## GIVEN PASSAGE:
How Boom is using laser beams to perfect its supersonic engines for Overture
January 5, 2026
Developing a supersonic jet engine leaves little margin for error, particularly in the combustor, where fuel, air, heat, and pressure converge. To refine that process, Boom Supersonic is turning to laser-based diagnostics to better understand exactly how fuel behaves once it enters the engine.
At a combustion test facility in the US, Boom engineers are using high-powered lasers and high-speed cameras to visualise fuel spray and flame behaviour in extraordinary detail. The work supports the development of Symphony, the company’s supersonic engine for Overture, but also feeds into Superpower, a derivative gas turbine being developed for high-efficiency AI data centres.

“The testing that we are doing here is very significant,” explains Nishant Jain, a senior propulsion engineer at Boom. “It’s one small step that will lead us to the Sprint Core, which will then lead us to Symphony and then to Overture.”
How Boom is using laser beams to test its engines
The testing is taking place at the Ben Zinn Combustion Laboratory at Georgia Tech, using a single fuel nozzle representative of the company’s engine designs.
“What we are looking at is the spray diagnostics,” explains Jain. “In this rig, we have a single fuel nozzle that we use for our Symphony engine or for the Sprint Core test. That will test the high-pressure compressor, high-pressure turbine, and the combustor.”
A laser beam is shaped using a series of mirrors and cylindrical and spherical lenses to form a thin sheet of light. That laser sheet passes through the fuel spray emerging from the nozzle.

“The way we do that is we take a circular beam and convert it into a thin light sheet,” Jain explained. “Any fuel droplets that pass the laser sheet, they scatter light.”
This phenomenon, known as Mie scattering, allows engineers to directly observe droplet size, spray distribution, and uniformity. High-speed cameras capture thousands of frames per second, producing a real-time visual map of how evenly fuel is being atomised.
“We study the scattering of light from the fuel droplets, mainly to quantify our droplet distribution and the uniformity of the fuel spray,” Jain said.
Why laser diagnostics are important for supersonic engine development
Uniform fuel spray is not just a refinement exercise; it is fundamental to engine durability and efficiency.
“It’s important to have a uniform fuel spray to have a uniform heat release in a sector inside an engine,” Jain explained. “When there is non-uniform fuel spray, you could have non-uniform heat release.”

Uneven combustion can result in temperature gradients at the exit of the combustor, creating hot spots that place asymmetric thermal loads on turbine blades. Over time, that can reduce component life or constrain operating margins.

## STORED DATA:
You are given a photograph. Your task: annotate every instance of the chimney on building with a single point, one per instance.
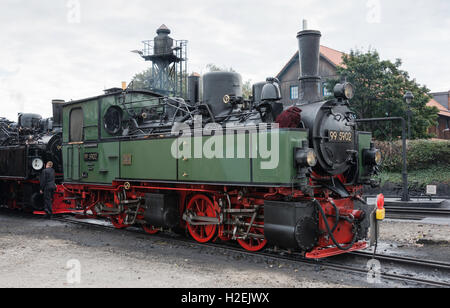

## WHAT TO WORK ON:
1 - In the article about Boom's laser testing, what is the name of the phenomenon in which fuel droplets scatter the laser light?
2 - Write out the stretch of the article about Boom's laser testing from "A laser beam" through "from the nozzle." word for word.
3 - Extend the article about Boom's laser testing from its last sentence.

## EXPECTED RESULTS:
1 - Mie scattering.

2 -
A laser beam is shaped using a series of mirrors and cylindrical and spherical lenses to form a thin sheet of light. That laser sheet passes through the fuel spray emerging from the nozzle.

3 -
“If the combustor exhaust temperature is a non-uniform profile, that could lead to durability issues for the turbine blades,” Jain said.

In addition to spray visualisation, Boom uses optical filters to image flame location directly, showing where heat release is occurring inside the combustor. Engineers can quickly identify whether one side of a nozzle is under- or over-performing.
“If there is a difference in brightness from top to bottom or side to side, that shows that one side of our fuel nozzle is not spraying as well,” Jain noted. “We want a nice, uniform, hollow cone of fuel spray.”
Developing Symphony to advance the return of supersonic passenger flight
The laser diagnostics work is part of Boom’s broader propulsion roadmap, which moves from component-level testing to full engine validation.
Sprint Core, Boom’s forthcoming core demonstrator, is expected to validate the thermodynamic heart of the Symphony engine before full engine assembly and flight testing later in the decade.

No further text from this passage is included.